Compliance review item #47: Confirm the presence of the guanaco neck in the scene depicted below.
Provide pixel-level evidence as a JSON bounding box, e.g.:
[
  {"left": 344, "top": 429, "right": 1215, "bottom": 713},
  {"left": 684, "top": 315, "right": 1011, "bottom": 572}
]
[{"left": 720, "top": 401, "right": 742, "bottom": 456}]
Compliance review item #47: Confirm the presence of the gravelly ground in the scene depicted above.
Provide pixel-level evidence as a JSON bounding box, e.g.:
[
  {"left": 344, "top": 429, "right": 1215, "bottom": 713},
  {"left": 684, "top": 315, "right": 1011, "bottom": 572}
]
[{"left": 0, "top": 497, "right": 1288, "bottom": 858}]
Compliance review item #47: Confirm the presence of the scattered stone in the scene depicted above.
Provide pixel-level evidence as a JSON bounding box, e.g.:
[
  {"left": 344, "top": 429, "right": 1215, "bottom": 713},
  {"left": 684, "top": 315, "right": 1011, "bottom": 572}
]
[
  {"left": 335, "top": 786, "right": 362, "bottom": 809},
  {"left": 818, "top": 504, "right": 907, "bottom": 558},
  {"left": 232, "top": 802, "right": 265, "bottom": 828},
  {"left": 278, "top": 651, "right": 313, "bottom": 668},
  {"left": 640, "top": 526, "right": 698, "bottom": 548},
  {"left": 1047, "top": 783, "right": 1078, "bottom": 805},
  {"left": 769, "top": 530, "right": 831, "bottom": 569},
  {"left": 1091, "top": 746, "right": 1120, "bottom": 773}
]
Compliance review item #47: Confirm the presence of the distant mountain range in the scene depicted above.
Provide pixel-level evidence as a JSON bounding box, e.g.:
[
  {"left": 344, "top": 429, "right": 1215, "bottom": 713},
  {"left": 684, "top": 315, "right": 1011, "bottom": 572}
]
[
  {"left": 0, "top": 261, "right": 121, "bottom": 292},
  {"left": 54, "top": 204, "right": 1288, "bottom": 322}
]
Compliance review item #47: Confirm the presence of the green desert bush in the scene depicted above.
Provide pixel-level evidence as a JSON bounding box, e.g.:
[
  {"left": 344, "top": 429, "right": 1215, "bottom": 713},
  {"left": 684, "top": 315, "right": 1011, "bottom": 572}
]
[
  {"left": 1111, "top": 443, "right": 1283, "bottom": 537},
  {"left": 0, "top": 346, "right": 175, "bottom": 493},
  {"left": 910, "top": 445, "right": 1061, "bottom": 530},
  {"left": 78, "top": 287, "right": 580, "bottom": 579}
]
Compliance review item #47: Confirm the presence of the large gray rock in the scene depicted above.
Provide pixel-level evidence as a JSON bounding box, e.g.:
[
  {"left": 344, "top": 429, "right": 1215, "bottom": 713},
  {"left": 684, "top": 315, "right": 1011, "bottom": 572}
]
▬▬▬▬▬▬
**WHAT THIS TASK INVOLVES**
Gather every line in the rows above that contains the string "rock" and copy each one in full. Case counts when matching.

**PROBLEM SOLUTION**
Compliance review item #47: Confirm the presence of the large gray rock in the scene depicted above.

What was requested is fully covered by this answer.